Aim of the task >> Print every item below word for word, without changing anything.

Entries shown >>
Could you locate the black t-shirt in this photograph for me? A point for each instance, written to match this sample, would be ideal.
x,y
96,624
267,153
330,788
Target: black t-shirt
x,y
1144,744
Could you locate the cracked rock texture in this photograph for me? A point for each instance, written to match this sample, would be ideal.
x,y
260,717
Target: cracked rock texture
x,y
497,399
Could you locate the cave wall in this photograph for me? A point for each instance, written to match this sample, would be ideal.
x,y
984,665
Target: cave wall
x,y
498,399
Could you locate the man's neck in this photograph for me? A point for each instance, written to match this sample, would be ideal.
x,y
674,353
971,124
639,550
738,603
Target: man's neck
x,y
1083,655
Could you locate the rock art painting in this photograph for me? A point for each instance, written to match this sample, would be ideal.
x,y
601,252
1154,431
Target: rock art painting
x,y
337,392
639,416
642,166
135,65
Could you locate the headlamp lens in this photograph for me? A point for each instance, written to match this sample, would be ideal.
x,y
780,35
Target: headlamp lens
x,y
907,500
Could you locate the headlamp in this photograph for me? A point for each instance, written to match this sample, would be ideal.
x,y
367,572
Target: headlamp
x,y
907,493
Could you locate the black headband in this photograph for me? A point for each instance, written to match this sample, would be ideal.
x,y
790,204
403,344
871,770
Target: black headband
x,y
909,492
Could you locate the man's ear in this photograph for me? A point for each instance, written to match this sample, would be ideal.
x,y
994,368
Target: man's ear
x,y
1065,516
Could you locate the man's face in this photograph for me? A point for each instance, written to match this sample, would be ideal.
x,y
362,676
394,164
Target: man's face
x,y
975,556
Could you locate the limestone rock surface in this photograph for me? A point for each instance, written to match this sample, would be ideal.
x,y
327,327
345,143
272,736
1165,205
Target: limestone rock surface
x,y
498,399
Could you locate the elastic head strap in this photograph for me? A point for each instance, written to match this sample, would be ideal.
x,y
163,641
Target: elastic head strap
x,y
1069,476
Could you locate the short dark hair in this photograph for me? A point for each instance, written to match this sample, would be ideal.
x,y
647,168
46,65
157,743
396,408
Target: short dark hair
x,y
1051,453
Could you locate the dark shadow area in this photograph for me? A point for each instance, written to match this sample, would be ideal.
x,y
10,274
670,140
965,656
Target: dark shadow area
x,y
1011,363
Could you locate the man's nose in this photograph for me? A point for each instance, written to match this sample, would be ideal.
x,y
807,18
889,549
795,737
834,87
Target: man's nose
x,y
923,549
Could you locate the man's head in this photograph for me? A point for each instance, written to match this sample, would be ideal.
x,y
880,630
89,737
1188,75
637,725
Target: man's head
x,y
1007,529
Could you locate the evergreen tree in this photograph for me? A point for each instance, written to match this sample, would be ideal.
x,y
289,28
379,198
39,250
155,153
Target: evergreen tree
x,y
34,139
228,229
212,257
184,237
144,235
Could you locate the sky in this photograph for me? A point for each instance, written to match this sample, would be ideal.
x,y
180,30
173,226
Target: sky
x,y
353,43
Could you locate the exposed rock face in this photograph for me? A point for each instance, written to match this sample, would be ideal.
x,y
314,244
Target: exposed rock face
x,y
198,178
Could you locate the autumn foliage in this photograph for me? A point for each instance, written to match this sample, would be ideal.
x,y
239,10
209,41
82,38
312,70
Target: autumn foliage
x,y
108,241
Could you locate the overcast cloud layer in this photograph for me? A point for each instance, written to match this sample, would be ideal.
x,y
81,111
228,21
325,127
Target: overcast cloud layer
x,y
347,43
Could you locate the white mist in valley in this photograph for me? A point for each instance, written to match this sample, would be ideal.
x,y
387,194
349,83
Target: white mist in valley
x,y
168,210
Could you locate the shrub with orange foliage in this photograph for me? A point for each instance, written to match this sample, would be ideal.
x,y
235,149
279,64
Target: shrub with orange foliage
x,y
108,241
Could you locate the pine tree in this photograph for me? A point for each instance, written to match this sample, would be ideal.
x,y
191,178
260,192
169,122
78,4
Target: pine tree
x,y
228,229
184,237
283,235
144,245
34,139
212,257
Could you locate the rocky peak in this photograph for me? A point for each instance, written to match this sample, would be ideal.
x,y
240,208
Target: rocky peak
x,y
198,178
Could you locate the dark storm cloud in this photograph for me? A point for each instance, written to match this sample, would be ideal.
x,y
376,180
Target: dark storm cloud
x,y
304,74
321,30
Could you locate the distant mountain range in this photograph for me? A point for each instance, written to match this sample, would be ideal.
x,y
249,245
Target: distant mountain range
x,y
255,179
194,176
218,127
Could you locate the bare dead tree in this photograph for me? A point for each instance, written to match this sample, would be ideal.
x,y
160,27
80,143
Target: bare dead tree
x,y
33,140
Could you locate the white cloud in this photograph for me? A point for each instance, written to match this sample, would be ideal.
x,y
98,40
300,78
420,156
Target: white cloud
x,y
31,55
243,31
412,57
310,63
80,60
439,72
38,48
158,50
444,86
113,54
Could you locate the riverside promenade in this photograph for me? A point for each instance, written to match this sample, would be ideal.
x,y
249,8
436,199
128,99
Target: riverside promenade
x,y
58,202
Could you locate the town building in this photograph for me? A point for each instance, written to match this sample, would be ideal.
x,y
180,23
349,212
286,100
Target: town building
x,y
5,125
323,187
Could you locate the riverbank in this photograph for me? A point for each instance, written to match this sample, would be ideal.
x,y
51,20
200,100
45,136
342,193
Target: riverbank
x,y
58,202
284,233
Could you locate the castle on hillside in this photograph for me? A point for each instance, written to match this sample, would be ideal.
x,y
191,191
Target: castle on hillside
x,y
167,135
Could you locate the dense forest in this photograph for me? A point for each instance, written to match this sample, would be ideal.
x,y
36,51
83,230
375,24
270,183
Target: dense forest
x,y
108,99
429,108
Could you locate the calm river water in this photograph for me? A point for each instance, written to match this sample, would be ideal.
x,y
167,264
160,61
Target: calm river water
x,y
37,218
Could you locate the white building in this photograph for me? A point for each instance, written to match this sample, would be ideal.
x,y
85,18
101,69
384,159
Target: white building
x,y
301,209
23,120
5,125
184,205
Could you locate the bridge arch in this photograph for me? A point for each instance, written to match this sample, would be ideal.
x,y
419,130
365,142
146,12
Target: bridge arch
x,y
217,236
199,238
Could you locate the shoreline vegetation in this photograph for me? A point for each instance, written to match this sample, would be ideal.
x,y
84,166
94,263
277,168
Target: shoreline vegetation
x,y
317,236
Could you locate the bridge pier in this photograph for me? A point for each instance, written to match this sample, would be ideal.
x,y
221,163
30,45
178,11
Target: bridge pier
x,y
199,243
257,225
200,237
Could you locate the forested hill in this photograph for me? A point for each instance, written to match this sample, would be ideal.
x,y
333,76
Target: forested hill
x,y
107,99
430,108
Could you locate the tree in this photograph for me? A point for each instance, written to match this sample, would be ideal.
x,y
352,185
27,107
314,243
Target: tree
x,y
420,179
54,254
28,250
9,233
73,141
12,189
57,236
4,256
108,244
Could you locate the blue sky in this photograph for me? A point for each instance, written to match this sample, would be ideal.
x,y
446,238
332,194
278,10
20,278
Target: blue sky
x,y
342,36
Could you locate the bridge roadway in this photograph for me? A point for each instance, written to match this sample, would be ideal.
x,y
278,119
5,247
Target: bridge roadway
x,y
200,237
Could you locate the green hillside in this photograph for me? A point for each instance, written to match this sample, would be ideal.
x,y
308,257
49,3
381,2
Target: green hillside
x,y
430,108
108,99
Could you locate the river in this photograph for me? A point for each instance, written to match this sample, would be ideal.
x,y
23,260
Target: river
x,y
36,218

Exercise answer >>
Could you locate the black t-shirt in this photograph for me? A point for each instance, written to match this sample, would be ideal.
x,y
96,624
267,153
330,788
Target: black t-shirt
x,y
1144,744
Could you locate the cracked rock texture in this photograph for me? A point for each instance, written to match this sample, would be ideal.
x,y
260,717
Target: cracked rock texture
x,y
497,399
Could you locate the cave wall in this photograph for me? A point for each instance, written to match this sample, would be ideal.
x,y
984,665
Target: cave wall
x,y
498,399
Could you locate the man's neck in this photograph for me? A point for each instance, written to match this sample, would be ideal.
x,y
674,353
971,124
639,550
738,603
Target: man's neck
x,y
1083,655
Could you locate the rock art painting in this photograph for me? A point for each instance, written to match this sample, would be ideal.
x,y
601,252
1154,431
Target: rock art painting
x,y
337,392
639,416
642,166
135,65
Could you locate the headlamp lens in this photograph for me? A point for each instance, written to match this sample, would be ideal.
x,y
780,35
Target: headlamp lens
x,y
907,500
Could you locate the headlamp in this photograph for me? A point for each instance, written to match this sample, would be ideal.
x,y
367,572
Target: headlamp
x,y
907,493
Could you locate the black headband in this photograph for me? A point for each instance, written to match this sample, would be ideal.
x,y
790,204
403,344
871,770
Target: black headband
x,y
909,492
Could you locate the man's ear in this photograph for me? A point for each instance, written to match this sample, would be ideal.
x,y
994,368
Target: man's ear
x,y
1065,516
Could you locate the man's face in this photograph for me? A point for each instance, written to match this sample, would be ideal.
x,y
362,676
394,164
Target: man's face
x,y
975,556
Could you locate the limestone rock surface in this photograph for me? A point for each instance, written to match this sample, would be ideal.
x,y
327,327
345,143
272,736
1165,205
Target: limestone rock surface
x,y
498,399
Could you locate the elastic head strap in this photograph for me? A point for each instance, written to match this sample, would be ideal.
x,y
163,641
Target: elastic head strap
x,y
1069,476
Could you locate the short dark hair in this photograph for me? A point for each instance, written to match this sample, would be ideal.
x,y
647,168
46,65
157,743
396,408
Target: short dark hair
x,y
1051,453
Could you locate the dark shadow area in this photograph for me? A point for each instance, written to match this sample, would be ideal.
x,y
10,274
670,140
965,656
Target: dark shadow area
x,y
1011,363
Could you locate the man's nose in this photograph for me? A point for each instance, written to match this sample, would be ideal.
x,y
807,18
889,549
795,737
834,87
Target: man's nose
x,y
923,549
Could you locate the man's head in this photograph for me? A point for each instance, written to match this sample, would be ideal.
x,y
880,630
89,737
1188,75
637,725
Target: man's head
x,y
1007,529
Could you locate the evergreen tree in this photograph for me? A point for each instance, written to match this sample, would be ideal.
x,y
289,28
379,198
39,250
155,153
Target: evergreen tree
x,y
34,139
228,229
212,257
184,237
144,235
Could you locate the sky in this photograph for me? A point for each instance, written to match this sample, would be ideal.
x,y
180,30
173,226
Target: sky
x,y
353,43
Could you locate the exposed rock face in this photograph for me? A point for each instance, written to match this sample, would be ideal.
x,y
314,244
Target: exposed rock face
x,y
198,178
Could you locate the autumn foliage in this photograph for me? A point for each instance, written to match this sample, would be ideal.
x,y
239,10
209,41
82,38
312,70
Target: autumn foliage
x,y
108,241
Could you locate the overcast cloud layer in this photograph for me? A point for each instance, written to match this sample, would be ideal.
x,y
81,111
228,21
325,127
Target: overcast cloud layer
x,y
347,43
Could you locate the white mist in valley in this photograph for me? A point for each instance, written to match this sample, would be ideal.
x,y
387,194
349,83
Target: white mist in valley
x,y
168,210
Could you locate the shrub with orange foliage in this photograph for me? A point for each instance, written to match this sample, would be ideal.
x,y
235,149
279,64
Target: shrub with orange foliage
x,y
108,241
Could you locate the pine tree in this photograph for me? A point for each instance, written to match this sample, would be ideal.
x,y
191,178
260,192
169,122
78,4
Target: pine tree
x,y
228,229
184,237
283,235
144,245
34,139
212,257
Could you locate the rocky peak in this photograph for me? A point for each instance, written to match this sample, would be ideal.
x,y
240,208
Target: rocky peak
x,y
198,178
Could you locate the dark storm cloud in this photograph for me? A point for each instance, written to match this sample, would be ideal.
x,y
376,180
Target: dark storm cloud
x,y
304,74
321,30
Could you locate the distant mountain range in this photograph for me? A point for each instance, written to match this sample, would be ideal.
x,y
249,245
Target: distant mountain range
x,y
255,179
194,176
218,127
Could you locate the bare dead tree in this photograph for me? A point for each instance, written to match this sample, would be ideal.
x,y
160,27
80,143
Target: bare dead tree
x,y
33,140
Could you locate the white cloud in this photograph for me? A point for each instance, written to match this sample, would be ideal.
x,y
98,40
300,78
420,156
Target: white cloud
x,y
31,55
243,31
412,57
310,63
80,60
439,72
38,48
158,50
444,86
113,54
Could you locate the riverside promenade in this photograph for me? A point for each instance, written to match this sample, would be ideal.
x,y
249,8
436,199
128,99
Target: riverside promenade
x,y
58,202
Could you locate the town building in this photograph for me? A point for each instance, written to match this sample, would be ideal.
x,y
180,23
349,212
286,100
Target: town building
x,y
5,125
323,187
Could you locate the riverbank in this photograph for me? A point for each instance, written to match this sample, would be ideal.
x,y
51,20
200,100
45,136
342,193
Target: riverbank
x,y
58,202
284,233
Could you locate the castle on hillside in this photograph for me? A point for each instance, written to match this sample, would be ideal.
x,y
191,191
Target: castle on hillside
x,y
167,135
Could you locate the dense forest in this photograph for me? A point for each instance, written to match this sample, would be ideal.
x,y
36,51
83,230
375,24
270,183
Target: dense forest
x,y
108,99
429,108
Could you locate the calm river water in this photograph for me? A point for each instance, written to match this sample, would be ideal.
x,y
167,264
160,61
Target: calm river water
x,y
37,218
Could you locate the white building in this photograph for me? A point for each instance, written to match this sample, would be ideal.
x,y
85,18
101,69
384,159
Target: white building
x,y
301,209
23,120
5,125
184,205
Could you locate the bridge arch in this photograph for me? A point for each instance, written to match this sample, would be ideal.
x,y
419,130
365,142
146,12
Target: bridge arch
x,y
217,236
199,238
Could you locate the shoreline vegetation in this photograph for me? A point for each instance, written to match this sample, would be ideal.
x,y
84,166
94,263
277,168
Target: shoreline vegetation
x,y
317,236
Could you locate the bridge pier in this photograph for me? A point for each instance, written to match this sample, would be ideal.
x,y
221,163
30,45
178,11
Target: bridge pier
x,y
199,243
257,225
200,237
Could you locate the forested hill in this photograph for me? A point for each instance, written to match this sample, would be ideal.
x,y
333,76
Target: forested hill
x,y
107,99
430,108
Could you locate the tree in this photograph for me? A point for each instance, written to match this sample, would be ideal.
x,y
352,185
27,107
314,243
Target: tree
x,y
420,179
54,254
28,250
9,233
73,141
12,189
57,236
4,256
108,244
Could you locate the blue sky in this photograph for me? A point for each instance, written to match this sample, would be ideal.
x,y
446,238
332,194
278,10
20,278
Target: blue sky
x,y
342,36
Could you locate the bridge roadway in this photograph for me? A point for each instance, written to match this sample, would be ideal.
x,y
278,119
5,247
Target: bridge roadway
x,y
200,237
Could you locate the green hillside in this photograph for me? A point for each instance, written to match this sample, would be ideal.
x,y
308,257
49,3
381,2
Target: green hillside
x,y
430,108
108,99
Could you locate the river in this photograph for me? A point for each instance, written to match this sample, would be ideal.
x,y
23,260
Target: river
x,y
36,218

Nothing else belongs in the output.